[Text Boundary: Start]

Assessed Value = Property Tax $
I'm not just a REALTOR®, I'm also your neighbor in Tarrant County - and I can help you if you want to protest the assessed value of your home. It's not a complicated process, as you can see from the summary below. You'll need five sold comps to submit with your protest, which I'll gladly send to you.
Protesting Your Tarrant County Tax Valuation
- If you’ve missed some Exemptions that you’re entitled to
- If you believe your property’s value assessment exceeds the true market value
- If you’ve suffered financial hardship as a result of COVID-19 so it may be worth asking if there are any extensions or other forms of tax relief.
With most Appraisal Districts, you have thirty (30) days from the date of Property Value Notice to protest the valuation amount.
This year the Tarrant County deadline is May 17, 2021
Most Appraisal Districts prefer that you file your protest online. Some districts have a dropbox for paper applications, however, most districts are NOT holding in-person appeals this year.
Go online and make sure you have a registered account with the Tarrant County Appraisal District.

[Text Boundary: End]

Tasks and exercises –
A – According to the Tarrant County tax protest text, how many sold comps should be submitted with a protest?
B – Extract the part of the Tarrant County tax protest text that begins at the words "This year the" and ends after "appeals this year.".
C – Please write what comes next in the Tarrant County tax protest text, after its last sentence.
Nothing in the rows is needed.

[Information shown Boundary: Start]

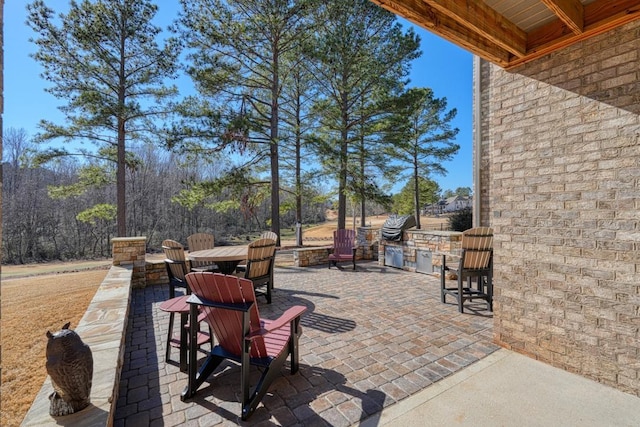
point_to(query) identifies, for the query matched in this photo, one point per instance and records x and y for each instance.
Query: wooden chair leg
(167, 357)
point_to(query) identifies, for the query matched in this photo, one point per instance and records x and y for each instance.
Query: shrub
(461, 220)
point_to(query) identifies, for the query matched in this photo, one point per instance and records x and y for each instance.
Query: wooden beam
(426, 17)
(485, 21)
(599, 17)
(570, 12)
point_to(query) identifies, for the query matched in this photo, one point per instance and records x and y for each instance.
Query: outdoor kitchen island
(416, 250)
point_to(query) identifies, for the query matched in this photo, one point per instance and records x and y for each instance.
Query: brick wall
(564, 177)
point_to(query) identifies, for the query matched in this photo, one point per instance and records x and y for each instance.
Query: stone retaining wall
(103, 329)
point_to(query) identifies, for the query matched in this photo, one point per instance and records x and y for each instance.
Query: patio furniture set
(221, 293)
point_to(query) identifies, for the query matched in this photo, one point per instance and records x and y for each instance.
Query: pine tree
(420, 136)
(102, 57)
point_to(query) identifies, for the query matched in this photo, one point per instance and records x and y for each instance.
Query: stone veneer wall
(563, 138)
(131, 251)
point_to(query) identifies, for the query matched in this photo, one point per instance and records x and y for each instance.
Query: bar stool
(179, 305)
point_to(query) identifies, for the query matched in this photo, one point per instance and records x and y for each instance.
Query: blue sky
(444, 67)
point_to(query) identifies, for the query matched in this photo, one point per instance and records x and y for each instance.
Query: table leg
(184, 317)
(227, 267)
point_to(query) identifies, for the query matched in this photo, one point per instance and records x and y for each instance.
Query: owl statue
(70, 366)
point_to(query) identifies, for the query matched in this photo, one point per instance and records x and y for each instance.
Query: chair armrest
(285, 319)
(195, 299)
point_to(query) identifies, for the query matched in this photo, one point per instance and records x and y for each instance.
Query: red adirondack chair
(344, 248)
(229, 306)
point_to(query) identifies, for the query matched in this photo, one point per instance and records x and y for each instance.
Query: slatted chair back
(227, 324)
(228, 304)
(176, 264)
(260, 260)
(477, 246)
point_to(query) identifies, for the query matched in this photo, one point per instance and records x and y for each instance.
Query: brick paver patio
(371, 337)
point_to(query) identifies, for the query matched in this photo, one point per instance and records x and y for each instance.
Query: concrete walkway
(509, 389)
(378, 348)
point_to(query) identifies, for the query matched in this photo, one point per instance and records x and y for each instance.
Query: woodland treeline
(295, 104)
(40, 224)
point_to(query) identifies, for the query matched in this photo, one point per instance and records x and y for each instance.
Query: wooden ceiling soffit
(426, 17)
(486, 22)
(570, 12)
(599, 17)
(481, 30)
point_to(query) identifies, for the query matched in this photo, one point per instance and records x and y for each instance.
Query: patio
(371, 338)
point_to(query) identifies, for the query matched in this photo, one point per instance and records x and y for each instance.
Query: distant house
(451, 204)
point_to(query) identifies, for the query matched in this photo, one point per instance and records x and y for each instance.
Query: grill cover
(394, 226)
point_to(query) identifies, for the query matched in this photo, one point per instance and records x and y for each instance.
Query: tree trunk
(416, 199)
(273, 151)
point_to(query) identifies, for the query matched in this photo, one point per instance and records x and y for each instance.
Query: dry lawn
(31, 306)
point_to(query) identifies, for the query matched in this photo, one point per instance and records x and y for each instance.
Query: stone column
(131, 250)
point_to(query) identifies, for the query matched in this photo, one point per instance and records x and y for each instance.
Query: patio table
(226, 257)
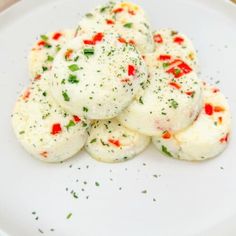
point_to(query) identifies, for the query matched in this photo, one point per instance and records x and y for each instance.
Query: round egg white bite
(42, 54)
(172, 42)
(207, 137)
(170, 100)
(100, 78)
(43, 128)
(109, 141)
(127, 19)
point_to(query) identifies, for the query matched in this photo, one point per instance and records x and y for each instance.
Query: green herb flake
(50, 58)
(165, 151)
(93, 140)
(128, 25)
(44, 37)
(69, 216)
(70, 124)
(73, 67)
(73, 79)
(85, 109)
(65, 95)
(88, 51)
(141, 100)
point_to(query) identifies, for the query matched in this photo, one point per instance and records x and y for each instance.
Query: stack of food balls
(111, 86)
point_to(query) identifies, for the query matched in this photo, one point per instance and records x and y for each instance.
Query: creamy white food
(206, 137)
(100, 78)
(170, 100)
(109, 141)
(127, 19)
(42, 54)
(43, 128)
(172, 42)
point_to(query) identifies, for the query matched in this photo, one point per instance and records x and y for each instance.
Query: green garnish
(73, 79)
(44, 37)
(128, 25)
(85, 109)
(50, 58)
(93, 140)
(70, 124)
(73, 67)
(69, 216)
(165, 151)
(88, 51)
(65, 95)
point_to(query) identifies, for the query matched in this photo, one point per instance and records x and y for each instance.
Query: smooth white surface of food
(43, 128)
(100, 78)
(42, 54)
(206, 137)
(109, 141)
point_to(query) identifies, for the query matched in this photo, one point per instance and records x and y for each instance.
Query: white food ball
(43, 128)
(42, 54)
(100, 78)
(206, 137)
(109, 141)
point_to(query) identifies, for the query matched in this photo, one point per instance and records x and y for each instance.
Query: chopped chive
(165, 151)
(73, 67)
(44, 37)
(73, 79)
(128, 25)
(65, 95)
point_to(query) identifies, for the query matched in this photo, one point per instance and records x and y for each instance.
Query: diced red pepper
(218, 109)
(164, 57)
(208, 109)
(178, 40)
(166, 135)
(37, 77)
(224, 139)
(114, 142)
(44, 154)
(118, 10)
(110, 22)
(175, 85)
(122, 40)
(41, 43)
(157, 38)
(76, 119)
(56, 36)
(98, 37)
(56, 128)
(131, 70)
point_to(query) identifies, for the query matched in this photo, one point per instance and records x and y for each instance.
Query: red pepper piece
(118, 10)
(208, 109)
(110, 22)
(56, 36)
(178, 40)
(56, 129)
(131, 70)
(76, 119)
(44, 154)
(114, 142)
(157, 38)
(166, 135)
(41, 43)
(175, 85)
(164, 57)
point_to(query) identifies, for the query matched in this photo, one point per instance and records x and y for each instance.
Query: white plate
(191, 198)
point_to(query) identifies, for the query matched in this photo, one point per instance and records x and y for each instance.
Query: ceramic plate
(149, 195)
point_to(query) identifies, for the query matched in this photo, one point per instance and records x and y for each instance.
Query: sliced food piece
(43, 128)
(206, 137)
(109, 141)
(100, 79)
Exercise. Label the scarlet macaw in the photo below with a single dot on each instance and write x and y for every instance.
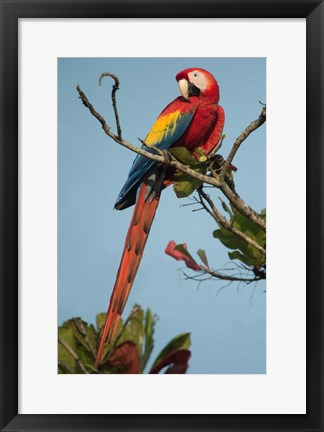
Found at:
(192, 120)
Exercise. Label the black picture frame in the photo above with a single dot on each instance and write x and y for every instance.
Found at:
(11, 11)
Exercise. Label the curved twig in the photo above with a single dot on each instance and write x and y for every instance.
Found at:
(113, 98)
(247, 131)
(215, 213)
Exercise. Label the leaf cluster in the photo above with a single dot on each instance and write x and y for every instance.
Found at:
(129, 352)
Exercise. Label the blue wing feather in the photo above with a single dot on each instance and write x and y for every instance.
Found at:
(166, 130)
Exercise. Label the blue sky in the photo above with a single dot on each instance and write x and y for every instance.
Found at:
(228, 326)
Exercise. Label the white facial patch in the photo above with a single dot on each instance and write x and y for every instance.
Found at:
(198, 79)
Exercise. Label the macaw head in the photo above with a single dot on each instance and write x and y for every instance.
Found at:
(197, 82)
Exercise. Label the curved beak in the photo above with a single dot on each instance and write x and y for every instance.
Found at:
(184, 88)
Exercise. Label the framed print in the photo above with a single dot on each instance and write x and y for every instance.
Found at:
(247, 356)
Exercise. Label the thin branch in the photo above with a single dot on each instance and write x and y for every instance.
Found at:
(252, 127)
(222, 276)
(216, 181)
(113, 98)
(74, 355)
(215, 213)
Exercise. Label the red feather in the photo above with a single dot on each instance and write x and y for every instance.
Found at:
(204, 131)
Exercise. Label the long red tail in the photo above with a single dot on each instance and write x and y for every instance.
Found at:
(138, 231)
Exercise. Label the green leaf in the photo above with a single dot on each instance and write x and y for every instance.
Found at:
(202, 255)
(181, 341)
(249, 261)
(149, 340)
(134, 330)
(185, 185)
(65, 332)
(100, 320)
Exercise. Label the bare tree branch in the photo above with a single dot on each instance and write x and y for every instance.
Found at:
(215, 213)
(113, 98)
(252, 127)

[Information shown Boundary: End]
[Information shown Boundary: Start]

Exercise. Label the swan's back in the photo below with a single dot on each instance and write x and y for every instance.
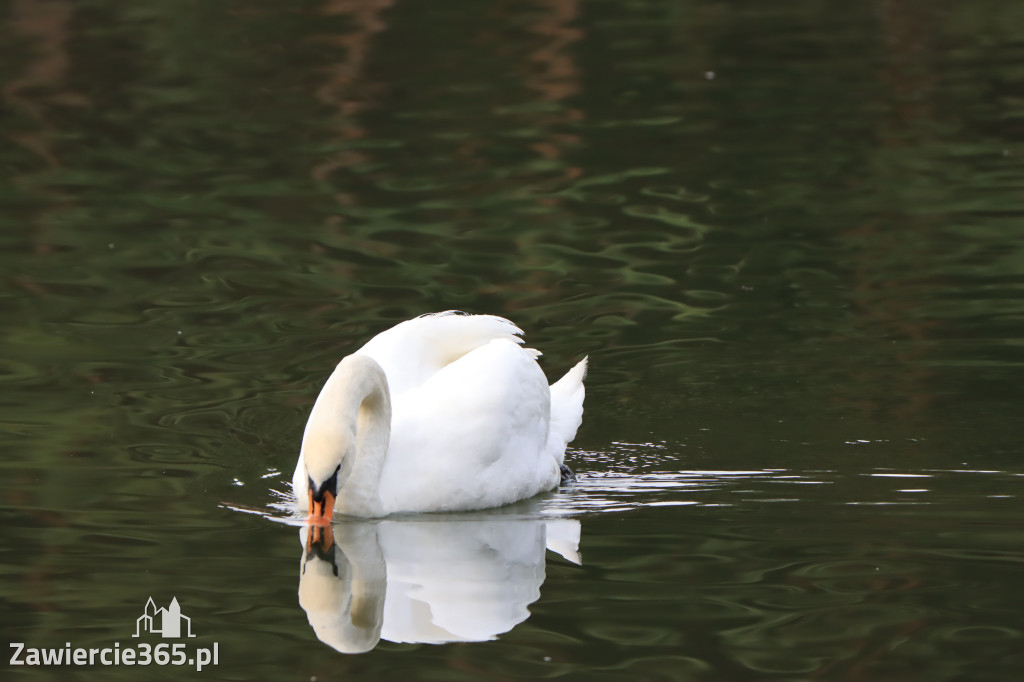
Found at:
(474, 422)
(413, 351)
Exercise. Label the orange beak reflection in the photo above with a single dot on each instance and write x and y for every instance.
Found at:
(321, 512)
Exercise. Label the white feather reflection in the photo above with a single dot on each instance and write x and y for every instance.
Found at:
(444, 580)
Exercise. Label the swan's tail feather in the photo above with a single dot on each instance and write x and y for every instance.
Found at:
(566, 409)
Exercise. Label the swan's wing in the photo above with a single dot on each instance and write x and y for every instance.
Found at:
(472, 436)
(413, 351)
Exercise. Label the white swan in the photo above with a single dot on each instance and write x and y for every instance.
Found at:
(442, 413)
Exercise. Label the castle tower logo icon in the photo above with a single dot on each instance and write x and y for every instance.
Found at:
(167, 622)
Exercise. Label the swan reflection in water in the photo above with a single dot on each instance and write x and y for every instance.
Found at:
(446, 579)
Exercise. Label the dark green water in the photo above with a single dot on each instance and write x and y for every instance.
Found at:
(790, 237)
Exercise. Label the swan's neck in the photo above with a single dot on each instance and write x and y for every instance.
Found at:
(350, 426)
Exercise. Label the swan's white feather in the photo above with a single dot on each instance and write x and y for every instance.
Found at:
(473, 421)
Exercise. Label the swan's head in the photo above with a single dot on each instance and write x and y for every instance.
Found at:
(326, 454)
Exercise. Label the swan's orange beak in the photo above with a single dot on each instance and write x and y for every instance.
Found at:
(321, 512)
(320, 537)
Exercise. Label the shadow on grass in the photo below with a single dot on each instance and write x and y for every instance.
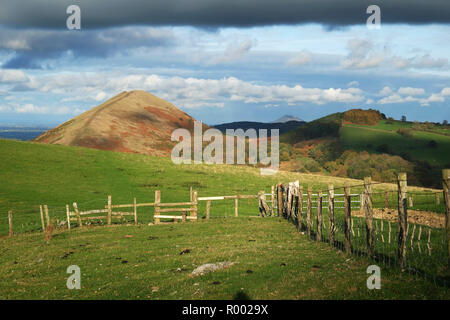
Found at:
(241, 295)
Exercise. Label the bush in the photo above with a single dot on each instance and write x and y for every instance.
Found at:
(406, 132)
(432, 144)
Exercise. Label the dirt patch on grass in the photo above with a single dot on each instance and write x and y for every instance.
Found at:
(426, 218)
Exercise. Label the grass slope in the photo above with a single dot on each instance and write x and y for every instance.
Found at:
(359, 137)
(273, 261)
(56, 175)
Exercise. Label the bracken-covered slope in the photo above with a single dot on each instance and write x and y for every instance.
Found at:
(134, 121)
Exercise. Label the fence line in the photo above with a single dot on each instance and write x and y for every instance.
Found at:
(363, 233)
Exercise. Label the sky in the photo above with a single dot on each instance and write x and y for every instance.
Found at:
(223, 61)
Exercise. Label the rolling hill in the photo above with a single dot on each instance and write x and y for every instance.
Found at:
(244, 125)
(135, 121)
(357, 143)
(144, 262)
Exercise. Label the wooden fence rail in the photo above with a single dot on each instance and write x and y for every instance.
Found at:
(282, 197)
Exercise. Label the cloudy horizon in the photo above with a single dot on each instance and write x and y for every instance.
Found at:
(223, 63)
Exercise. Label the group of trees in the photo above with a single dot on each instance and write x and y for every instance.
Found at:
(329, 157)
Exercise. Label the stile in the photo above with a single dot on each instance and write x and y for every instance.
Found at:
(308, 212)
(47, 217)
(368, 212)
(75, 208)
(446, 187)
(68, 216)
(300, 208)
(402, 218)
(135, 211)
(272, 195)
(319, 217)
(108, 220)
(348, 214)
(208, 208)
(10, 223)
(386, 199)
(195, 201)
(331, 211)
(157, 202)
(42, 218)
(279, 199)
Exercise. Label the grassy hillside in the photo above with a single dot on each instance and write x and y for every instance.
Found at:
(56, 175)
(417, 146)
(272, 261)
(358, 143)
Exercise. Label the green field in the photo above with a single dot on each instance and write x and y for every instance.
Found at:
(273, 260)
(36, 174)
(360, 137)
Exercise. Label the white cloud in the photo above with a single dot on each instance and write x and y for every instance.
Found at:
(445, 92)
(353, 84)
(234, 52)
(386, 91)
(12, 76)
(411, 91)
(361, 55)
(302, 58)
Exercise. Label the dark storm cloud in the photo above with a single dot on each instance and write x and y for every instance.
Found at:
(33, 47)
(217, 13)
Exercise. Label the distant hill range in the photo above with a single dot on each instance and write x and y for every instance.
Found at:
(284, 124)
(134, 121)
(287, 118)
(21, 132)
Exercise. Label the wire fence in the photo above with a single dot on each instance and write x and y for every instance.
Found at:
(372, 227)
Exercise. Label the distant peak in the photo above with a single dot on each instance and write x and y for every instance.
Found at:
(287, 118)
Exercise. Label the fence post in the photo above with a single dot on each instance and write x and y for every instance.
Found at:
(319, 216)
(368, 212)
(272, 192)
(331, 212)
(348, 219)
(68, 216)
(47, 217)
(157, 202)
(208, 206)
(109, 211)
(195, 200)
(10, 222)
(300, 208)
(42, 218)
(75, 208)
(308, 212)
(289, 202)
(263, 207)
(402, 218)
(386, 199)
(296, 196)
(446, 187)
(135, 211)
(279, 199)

[Information shown Boundary: End]
[Information shown Boundary: Start]

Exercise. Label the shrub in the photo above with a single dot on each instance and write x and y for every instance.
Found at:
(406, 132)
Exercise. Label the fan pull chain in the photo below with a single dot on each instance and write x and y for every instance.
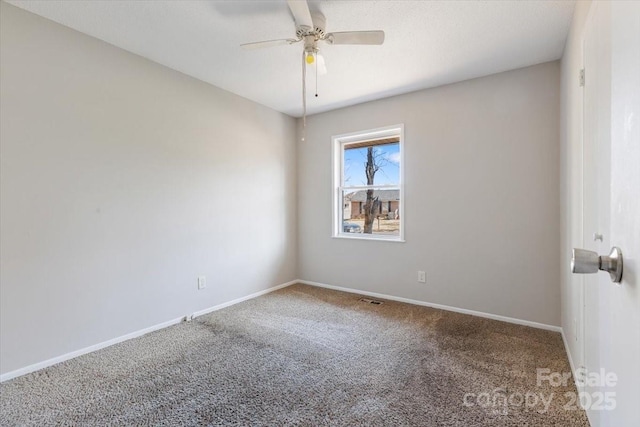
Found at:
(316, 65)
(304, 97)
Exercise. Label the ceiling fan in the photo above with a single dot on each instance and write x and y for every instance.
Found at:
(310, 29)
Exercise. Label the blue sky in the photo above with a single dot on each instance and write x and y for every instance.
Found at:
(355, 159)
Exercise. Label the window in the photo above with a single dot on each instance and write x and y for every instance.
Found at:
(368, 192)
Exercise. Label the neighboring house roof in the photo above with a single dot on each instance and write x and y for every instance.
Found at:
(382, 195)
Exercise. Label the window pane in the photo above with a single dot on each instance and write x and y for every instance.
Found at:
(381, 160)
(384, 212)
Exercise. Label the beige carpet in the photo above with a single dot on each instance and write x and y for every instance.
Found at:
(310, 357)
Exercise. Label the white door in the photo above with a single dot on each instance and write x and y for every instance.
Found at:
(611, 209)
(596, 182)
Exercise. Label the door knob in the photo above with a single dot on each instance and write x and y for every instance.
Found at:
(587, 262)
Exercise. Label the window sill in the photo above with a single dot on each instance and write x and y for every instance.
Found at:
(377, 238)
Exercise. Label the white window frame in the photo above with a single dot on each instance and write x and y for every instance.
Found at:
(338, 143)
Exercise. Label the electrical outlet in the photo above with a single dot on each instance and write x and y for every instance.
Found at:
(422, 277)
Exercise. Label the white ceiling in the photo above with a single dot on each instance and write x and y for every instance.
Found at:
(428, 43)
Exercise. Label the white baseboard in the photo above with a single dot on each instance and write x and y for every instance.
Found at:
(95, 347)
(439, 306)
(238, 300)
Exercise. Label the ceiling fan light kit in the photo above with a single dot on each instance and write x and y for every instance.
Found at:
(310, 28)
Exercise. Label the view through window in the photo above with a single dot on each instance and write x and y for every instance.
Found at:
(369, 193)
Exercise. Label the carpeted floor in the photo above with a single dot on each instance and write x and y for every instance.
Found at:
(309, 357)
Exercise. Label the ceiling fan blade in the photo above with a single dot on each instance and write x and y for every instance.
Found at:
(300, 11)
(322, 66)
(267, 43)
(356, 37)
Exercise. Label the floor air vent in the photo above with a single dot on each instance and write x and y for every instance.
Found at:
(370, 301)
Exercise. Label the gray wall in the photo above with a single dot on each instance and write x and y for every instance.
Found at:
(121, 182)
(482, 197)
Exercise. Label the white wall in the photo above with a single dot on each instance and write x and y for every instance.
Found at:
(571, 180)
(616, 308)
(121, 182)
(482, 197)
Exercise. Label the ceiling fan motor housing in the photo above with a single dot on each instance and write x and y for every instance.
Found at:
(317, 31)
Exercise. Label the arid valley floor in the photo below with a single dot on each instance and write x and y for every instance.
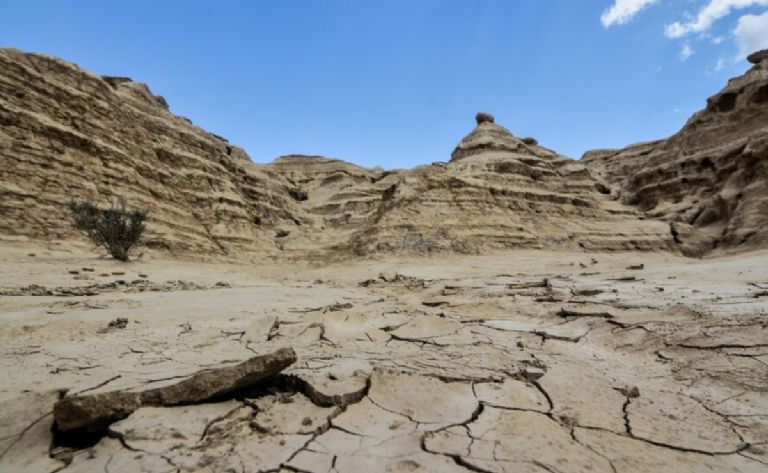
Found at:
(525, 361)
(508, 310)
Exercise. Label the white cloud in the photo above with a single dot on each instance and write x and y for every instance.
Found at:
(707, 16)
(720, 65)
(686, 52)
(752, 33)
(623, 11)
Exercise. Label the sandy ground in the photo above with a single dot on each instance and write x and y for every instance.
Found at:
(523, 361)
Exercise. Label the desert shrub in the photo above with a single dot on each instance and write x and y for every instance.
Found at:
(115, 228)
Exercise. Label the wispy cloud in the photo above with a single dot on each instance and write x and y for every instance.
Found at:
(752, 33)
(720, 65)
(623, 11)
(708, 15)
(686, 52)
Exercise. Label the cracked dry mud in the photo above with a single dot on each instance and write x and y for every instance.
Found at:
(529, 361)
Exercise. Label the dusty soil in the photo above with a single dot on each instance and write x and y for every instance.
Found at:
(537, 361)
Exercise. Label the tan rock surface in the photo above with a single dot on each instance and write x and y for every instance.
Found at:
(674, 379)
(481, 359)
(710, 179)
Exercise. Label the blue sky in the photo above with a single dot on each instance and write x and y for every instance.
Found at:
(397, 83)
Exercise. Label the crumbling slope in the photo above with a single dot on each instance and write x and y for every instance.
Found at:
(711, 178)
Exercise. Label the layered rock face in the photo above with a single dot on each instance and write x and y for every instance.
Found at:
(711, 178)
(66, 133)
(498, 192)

[Information shown Boundary: End]

Answers provided –
A – Five sold comps.

B –
This year the Tarrant County deadline is May 17, 2021
Most Appraisal Districts prefer that you file your protest online. Some districts have a dropbox for paper applications, however, most districts are NOT holding in-person appeals this year.

C –
Filing online allows you to submit an Opinion of Value and you’ll need to submit documentation as evidence of your opinion of your home’s value
- If you recently purchased include: Closing Statement, Copy of Independent Appraisal
- If you did NOT recently purchase include: Repair estimates from licensed contractors, interior and exterior photos documenting any damage
- Five 5 Sold Comps for your home - Get them here - quick, easy, free!
If an agreement is not reached, you’ll have an opportunity to file a protest.
If done successfully, you’ll receive an email confirmation that your protest request was received and a confirmation letter will be sent with the hearing date and time to appear before the TARB.
If you get to the protest stage, be sure to keep all supporting documentation to show at the hearing! The best thing you can do is be thorough and meet the posted deadlines.
Video - Tarrant County Process
THE BOTTOM LINE
The assessed value of your home is the basis for the property taxes you will have to pay. You should also review the exemptions applied to your account.